Anyone can be a cashier if they can count, are attentive, accurate and know how to keep their mouth shut.
There have been various letters to the editor in the Daily Racing Form over what a bettor desires in a teller.
Teamsters Local 707, Suffolk County Legislator Kevin McCaffrey President, represents Nassau OTB employees and/or collects their money. Perhaps Sara Ziff might consider forming a union to represent Nassau OTB employees who are so often told that they don't have a real job and see what she might do for the bettors and OTB employees who do not wish to see themselves in the positiion of the dearly departed "workers" of the late NYC OTB.
A New Alliance Steps Up to Protect a New Generation of Models
By STEVEN GREENHOUSE
Sara Ziff was a 14-year-old student at the Bronx High School of Science
when a fashion photographer “discovered” her as she was returning to her
family’s apartment in Greenwich Village.
Within months, she was modeling for Calvin Klein and Seventeen magazine,
but she soon encountered some compromising situations. When her
modeling agency sent her to a photographer’s apartment for a shoot, he
told her to take off all her clothes. At age 15, she was sent to another
shoot where drugs flowed freely and she was ordered to pose against a
backdrop of explicit images from an adult magazine
Now, Ms. Ziff, 31, is seeking to help the next generation. Ms. Ziff —
who still works as a model and recently graduated magna cum laude from
Columbia University with a bachelor’s degree in political science — has
founded an unusual labor organization for fashion models. It aims to
prevent abuses like agencies cheating models out of pay and coercive
contracts dictating that 15-year-old models not let the circumference of
their thighs or waists grow.

•••••

**Exercise prompt**: According to the text about Sara Ziff, which school was she attending when a fashion photographer discovered her?

**Record set**:
•••••

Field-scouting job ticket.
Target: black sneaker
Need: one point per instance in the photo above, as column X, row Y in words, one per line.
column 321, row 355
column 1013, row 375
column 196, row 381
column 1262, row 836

•••••

**Task output**: The Bronx High School of Science.